Aos pais e alunos que não se sentem seguros em voltar, as escolas se dispõem a oferecer um ensino on-line de maior qualidade do que a improvisação que prevaleceu no isolamento social. No levantamento de VEJA, praticamente todas — 99% —, quando reabrirem, terão um sistema híbrido, com aulas presenciais e remotas. Em média, o plano é de que as escolas acolham apenas 30% dos alunos por vez, o que pode ajudar a tranquilizar os pais reticentes. “Abrir com pouca gente ajuda a quebrar um ciclo de inércia. Serve para testar as novas regras, os novos protocolos, e incentiva os outros, que vão perdendo o medo, no processo gradual que a situação exige”, diz Claudia Costin, diretora do Centro de Excelência e Inovação em Políticas Educacionais da FGV-RJ.

Entre os modelos pedagógicos a ser utilizados no ensino híbrido, um separa os alunos em duas turmas, a presencial e a remota, com horários e conteúdos diversos, o outro alterna aulas com e sem professor — nessas últimas, o aluno tem metas a cumprir. Também se contempla, para estudantes mais velhos, a transmissão simultânea das aulas em sala para a audiência remota, que poderão inclusive interagir com colegas e professores. Entusiasta do ensino digital, o professor de física Raphael Barbosa, 35 anos, do Colégio pH, do Rio, investiu 500 reais em equipamentos e montou um miniestúdio em casa para ensinar a distância. “Sei que a física não é a matéria preferida deles e me esforcei para tornar o conteúdo aprazível e interessante. Acho que consegui”, diz.

**CONJUNTO DE ITENS**
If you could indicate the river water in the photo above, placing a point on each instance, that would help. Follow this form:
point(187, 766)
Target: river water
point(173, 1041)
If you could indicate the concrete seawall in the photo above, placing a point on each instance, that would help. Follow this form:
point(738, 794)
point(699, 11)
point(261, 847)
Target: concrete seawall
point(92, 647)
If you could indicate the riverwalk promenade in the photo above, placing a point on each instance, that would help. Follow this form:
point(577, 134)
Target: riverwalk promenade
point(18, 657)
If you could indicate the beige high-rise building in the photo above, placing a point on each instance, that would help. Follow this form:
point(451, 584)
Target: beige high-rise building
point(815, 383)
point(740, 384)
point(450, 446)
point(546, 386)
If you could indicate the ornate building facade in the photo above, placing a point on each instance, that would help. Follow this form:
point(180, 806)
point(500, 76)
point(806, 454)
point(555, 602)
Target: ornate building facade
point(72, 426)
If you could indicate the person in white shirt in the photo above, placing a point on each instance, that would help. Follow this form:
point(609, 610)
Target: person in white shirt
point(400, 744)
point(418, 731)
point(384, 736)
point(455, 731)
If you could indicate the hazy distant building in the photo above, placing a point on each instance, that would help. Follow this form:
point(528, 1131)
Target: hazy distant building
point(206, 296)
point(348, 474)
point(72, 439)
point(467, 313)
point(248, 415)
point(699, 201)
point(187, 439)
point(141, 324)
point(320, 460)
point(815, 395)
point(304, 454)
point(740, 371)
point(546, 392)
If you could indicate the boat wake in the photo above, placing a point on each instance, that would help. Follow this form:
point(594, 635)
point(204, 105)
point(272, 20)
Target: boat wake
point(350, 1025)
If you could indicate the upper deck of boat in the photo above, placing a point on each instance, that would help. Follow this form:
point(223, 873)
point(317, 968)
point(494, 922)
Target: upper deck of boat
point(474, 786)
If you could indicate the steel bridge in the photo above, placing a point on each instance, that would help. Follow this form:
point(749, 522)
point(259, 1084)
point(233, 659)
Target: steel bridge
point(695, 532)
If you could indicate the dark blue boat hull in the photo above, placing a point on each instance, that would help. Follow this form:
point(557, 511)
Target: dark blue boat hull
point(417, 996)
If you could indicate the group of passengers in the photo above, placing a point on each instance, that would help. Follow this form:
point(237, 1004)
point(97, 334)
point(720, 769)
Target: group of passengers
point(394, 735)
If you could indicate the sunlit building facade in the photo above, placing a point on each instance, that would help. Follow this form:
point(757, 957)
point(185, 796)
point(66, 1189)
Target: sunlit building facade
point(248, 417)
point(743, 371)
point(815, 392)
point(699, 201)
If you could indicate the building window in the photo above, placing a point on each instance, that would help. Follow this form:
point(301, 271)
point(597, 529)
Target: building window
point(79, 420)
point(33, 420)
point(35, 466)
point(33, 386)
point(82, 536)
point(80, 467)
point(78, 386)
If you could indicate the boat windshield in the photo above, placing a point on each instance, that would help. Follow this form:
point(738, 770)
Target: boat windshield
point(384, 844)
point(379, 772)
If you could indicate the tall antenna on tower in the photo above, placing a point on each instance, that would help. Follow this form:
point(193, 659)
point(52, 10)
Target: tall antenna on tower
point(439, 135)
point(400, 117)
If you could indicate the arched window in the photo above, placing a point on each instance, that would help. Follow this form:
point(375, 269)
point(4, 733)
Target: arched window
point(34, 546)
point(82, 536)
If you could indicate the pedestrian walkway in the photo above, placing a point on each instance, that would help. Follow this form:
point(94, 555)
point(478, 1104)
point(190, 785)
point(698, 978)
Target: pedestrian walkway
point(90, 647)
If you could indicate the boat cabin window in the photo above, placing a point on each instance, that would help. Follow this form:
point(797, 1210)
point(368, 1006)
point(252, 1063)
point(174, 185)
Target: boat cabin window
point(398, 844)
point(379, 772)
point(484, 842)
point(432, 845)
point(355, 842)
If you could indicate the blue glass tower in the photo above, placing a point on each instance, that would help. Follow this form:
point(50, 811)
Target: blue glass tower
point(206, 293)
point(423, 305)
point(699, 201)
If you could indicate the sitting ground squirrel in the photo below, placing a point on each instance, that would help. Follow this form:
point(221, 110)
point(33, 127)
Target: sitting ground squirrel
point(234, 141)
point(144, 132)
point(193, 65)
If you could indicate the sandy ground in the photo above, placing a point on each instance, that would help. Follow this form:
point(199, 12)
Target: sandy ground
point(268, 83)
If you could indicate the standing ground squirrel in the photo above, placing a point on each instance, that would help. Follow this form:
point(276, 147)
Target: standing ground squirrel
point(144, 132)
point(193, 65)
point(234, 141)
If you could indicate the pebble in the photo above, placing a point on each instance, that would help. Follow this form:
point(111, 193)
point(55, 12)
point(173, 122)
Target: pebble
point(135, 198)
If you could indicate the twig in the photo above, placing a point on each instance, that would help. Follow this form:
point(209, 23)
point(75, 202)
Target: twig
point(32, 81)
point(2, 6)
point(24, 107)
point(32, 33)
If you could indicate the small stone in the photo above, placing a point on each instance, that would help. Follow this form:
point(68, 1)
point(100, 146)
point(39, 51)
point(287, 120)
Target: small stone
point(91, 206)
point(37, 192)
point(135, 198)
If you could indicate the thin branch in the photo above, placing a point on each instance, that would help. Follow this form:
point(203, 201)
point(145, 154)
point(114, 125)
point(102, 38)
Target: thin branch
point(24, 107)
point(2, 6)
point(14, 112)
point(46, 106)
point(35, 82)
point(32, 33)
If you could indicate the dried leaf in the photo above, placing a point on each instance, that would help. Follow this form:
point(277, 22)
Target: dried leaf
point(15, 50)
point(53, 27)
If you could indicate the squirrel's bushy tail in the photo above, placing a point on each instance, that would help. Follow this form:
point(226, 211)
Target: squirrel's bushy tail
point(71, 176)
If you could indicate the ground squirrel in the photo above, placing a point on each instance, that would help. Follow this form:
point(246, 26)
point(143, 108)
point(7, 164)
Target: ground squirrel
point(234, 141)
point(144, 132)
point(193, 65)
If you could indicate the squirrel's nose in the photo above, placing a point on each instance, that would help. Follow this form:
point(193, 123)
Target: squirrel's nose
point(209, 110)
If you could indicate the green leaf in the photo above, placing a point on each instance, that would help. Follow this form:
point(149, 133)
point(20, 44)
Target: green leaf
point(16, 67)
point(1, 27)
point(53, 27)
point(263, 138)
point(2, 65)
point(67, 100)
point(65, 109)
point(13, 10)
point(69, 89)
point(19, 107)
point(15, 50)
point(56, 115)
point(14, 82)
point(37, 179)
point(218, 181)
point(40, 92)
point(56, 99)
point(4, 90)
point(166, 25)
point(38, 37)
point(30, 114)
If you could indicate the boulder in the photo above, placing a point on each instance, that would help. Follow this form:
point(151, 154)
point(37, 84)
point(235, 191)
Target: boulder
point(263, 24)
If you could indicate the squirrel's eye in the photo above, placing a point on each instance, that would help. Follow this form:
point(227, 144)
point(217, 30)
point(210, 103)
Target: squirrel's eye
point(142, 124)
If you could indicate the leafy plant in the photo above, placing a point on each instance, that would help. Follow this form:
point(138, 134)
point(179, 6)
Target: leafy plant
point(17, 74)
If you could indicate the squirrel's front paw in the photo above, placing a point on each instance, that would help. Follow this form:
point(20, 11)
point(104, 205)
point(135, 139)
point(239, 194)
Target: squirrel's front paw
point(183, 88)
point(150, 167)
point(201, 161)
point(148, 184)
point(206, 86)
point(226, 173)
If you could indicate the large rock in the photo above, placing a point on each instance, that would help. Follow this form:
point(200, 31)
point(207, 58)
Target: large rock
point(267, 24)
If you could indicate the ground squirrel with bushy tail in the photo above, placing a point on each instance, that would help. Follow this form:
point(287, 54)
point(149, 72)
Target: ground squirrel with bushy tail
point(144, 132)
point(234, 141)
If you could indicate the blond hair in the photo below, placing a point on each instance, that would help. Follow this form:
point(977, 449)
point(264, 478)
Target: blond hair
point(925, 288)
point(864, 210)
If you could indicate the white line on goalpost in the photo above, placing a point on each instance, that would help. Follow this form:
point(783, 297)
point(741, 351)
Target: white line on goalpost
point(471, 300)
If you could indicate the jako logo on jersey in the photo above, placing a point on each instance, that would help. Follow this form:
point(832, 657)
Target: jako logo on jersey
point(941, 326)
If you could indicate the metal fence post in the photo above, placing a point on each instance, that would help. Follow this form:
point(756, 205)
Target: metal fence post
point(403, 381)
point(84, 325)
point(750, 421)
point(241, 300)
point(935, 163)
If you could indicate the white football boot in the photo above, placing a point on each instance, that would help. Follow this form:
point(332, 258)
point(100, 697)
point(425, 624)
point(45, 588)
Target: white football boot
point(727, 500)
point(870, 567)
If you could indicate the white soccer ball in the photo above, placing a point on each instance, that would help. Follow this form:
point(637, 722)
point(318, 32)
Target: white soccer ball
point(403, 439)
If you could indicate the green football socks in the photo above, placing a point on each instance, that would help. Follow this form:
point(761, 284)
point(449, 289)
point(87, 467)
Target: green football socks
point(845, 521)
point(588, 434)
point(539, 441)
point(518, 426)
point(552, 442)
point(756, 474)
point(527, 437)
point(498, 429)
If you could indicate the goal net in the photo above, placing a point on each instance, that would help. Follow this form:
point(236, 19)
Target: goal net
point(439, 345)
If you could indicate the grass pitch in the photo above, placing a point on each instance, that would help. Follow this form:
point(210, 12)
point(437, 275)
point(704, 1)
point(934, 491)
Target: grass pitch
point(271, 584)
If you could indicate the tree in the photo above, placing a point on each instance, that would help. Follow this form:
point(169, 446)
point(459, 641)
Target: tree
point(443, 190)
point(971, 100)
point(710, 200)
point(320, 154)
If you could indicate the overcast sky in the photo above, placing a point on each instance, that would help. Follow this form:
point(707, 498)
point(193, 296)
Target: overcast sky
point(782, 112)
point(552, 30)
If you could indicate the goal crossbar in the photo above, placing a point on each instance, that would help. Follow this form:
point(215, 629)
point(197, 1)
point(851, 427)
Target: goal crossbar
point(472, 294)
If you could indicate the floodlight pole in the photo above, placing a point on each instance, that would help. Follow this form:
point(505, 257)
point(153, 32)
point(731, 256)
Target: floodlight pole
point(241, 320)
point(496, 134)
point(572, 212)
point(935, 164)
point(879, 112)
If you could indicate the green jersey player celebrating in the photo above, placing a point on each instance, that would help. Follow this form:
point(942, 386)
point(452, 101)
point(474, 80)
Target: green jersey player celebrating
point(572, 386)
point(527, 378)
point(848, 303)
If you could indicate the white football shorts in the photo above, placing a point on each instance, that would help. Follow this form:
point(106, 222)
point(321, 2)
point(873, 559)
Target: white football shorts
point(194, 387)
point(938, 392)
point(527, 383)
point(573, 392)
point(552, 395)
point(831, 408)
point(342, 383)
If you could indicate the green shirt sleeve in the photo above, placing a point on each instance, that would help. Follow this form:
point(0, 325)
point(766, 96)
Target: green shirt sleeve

**TAREFAS A CUMPRIR**
#1 Transcreva do texto sobre a volta às aulas tudo o que vai de "Aos pais e alunos" até "Educacionais da FGV-RJ.".
#2 Enumere os modelos pedagógicos de ensino híbrido mencionados no texto sobre a volta às aulas.

**RESPOSTAS NUMERADAS**
#1
Aos pais e alunos que não se sentem seguros em voltar, as escolas se dispõem a oferecer um ensino on-line de maior qualidade do que a improvisação que prevaleceu no isolamento social. No levantamento de VEJA, praticamente todas — 99% —, quando reabrirem, terão um sistema híbrido, com aulas presenciais e remotas. Em média, o plano é de que as escolas acolham apenas 30% dos alunos por vez, o que pode ajudar a tranquilizar os pais reticentes. “Abrir com pouca gente ajuda a quebrar um ciclo de inércia. Serve para testar as novas regras, os novos protocolos, e incentiva os outros, que vão perdendo o medo, no processo gradual que a situação exige”, diz Claudia Costin, diretora do Centro de Excelência e Inovação em Políticas Educacionais da FGV-RJ.

#2
1. A separação dos alunos em duas turmas, uma presencial e outra remota, com horários e conteúdos diversos.
2. A alternância entre aulas com professor e aulas sem professor, nas quais o aluno tem metas a cumprir.
3. A transmissão simultânea das aulas em sala para a audiência remota, voltada a estudantes mais velhos, que podem interagir com colegas e professores.